I said this in my Planet of Lana Review, but I’m not naturally a fan of puzzle games. However, by building the puzzles around the fun mechanic of throwing Thor’s hammer I found the puzzles to be engaging. It also helps that the puzzles feel challenging but also manageable. You immediately come across a puzzle and you know what to do and then the challenge is exciting the right throw or jumping at the right time to progress.
Another pro is the game’s level designs and the artstyle. It features a 16-bit pixel artstyle that showcases the realm of Asgard well. You can tell that a lot of love care and thought was put into each level. Just by looking at each level and the way it is designed, you can see that every section has a purpose. The game’s 16 bit artsyle isn’t that I’ve ever played but it is easy on the eyes.
Another aspect that I want to shout out is the game’s enemy variety. Just when I think that I’ve gotten used to things or that I’ve seen all the enemies the game has to offer it introduces more. The enemies each have their own defenses and ways that you have to beat them. It has enemies you can simply jump on their heads to vanquish them and others wear helmets so you have to use your hammer to either knock off their helmets or just use your hammer to destroy them. The game also introduces new power-ups like double jump, hammer slams, and sliding jumps to add new elements to the platforming. It constantly keeps the game fresh.
One aspect of the game that might be a turnoff is the game’s soundtrack. It feels like it needed more depth in the soundtrack because you hear the same couple of songs over and over again. While the quality of the songs is fine the repetition gets old quickly.
Another aspect that I found irksome is the game’s health system. In the game, you’ll come across hearts. These hearts are life or in this case, the extra hits you can take before you die and respond at the most recent checkpoint. This system would be fine except when you get hit the heart bounces sporadically around the screen and is often extremely challenging to get back with dying. Add that to the fact that the game doesn’t have a difficulty slider and gets progressively harder as go and you get a game that might be too much of a challenge for gamers with slower reflexes.

INPUT DATA:
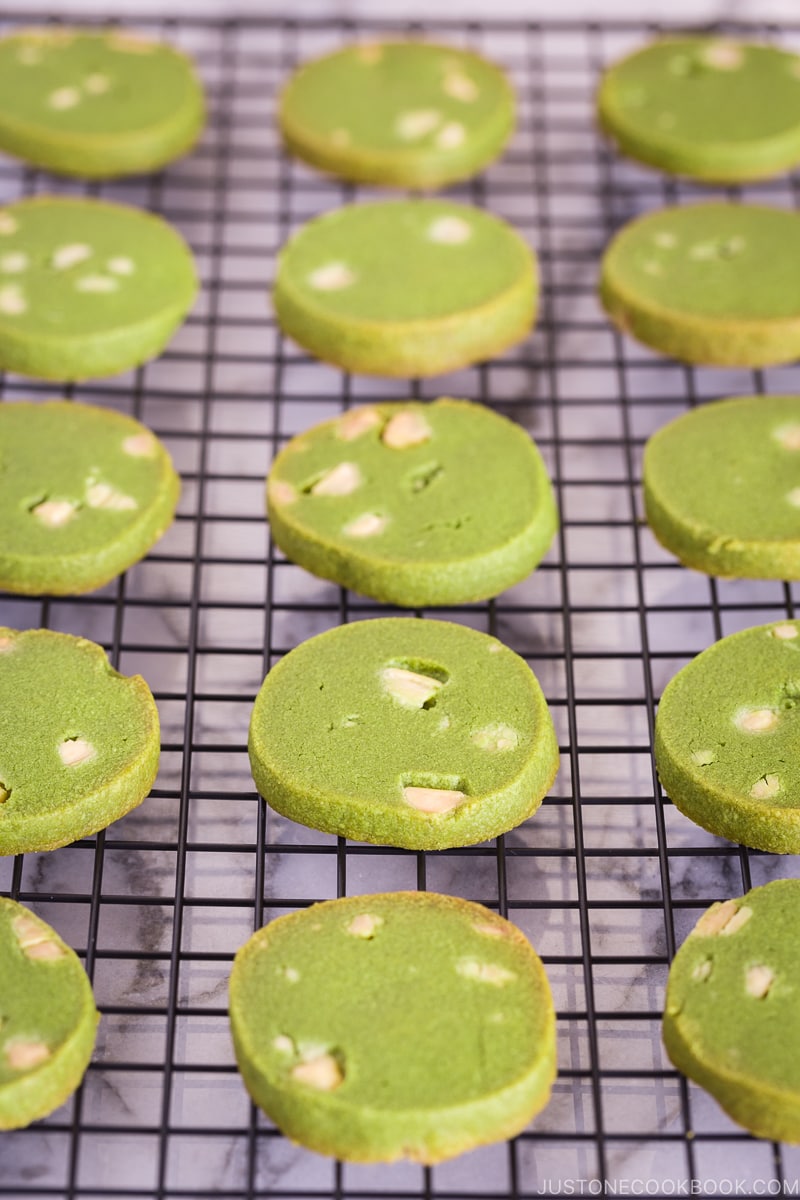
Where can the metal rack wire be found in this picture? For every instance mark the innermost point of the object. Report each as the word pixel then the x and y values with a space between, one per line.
pixel 606 880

APPLY WHAT YOU READ:
A) List the power-ups that the game review says the game introduces.
B) Retype a part of the game review word for word, starting with "One aspect of" and going on through "with slower reflexes.".

REPLIES:
A)
- Double jump
- Hammer slams
- Sliding jumps

B)
One aspect of the game that might be a turnoff is the game’s soundtrack. It feels like it needed more depth in the soundtrack because you hear the same couple of songs over and over again. While the quality of the songs is fine the repetition gets old quickly.
Another aspect that I found irksome is the game’s health system. In the game, you’ll come across hearts. These hearts are life or in this case, the extra hits you can take before you die and respond at the most recent checkpoint. This system would be fine except when you get hit the heart bounces sporadically around the screen and is often extremely challenging to get back with dying. Add that to the fact that the game doesn’t have a difficulty slider and gets progressively harder as go and you get a game that might be too much of a challenge for gamers with slower reflexes.